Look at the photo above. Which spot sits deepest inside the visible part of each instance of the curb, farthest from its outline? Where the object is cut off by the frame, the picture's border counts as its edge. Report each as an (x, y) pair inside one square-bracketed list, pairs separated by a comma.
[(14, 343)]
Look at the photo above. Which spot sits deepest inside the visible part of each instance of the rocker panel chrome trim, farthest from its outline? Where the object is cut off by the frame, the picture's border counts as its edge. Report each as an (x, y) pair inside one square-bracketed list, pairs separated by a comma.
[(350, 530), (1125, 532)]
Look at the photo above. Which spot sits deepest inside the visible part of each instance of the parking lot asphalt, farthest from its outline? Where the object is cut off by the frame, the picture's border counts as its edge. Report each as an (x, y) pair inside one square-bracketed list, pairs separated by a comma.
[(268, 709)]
━━━━━━━━━━
_TASK OBJECTIVE_
A word-for-word copy of all the entries above is required.

_YOUR RESPONSE_
Look at the photo above. Which spot sits deepest inside the visible part of each instance of the curb, farthest from its outline? Where the object is cut off by the frame, the picture's border counts as its edge. Report each as an (x, y) pair inside one square-bracketed list, pairs separated by a comma.
[(14, 343)]
Look at the photo above. Which spot sits deepest inside the visible part of each instance of the rocker panel chrome trim, farthest from its outline? Where the object is cut off by the frame, the picture's border counts as its edge. Report each as an (x, y) pair inside one square-bracketed list, pairs separated by a comma.
[(350, 530), (1125, 532)]
Look at the photo above. Which spot sits deepest inside the visible part of each instance of the parking lot asphalt, farthest from its outline? Where the object is cut off by the frame, the picture's border counts as its edge. Report each as an (x, y) pair inside one square-bracketed list, pairs separated by a comma.
[(268, 709)]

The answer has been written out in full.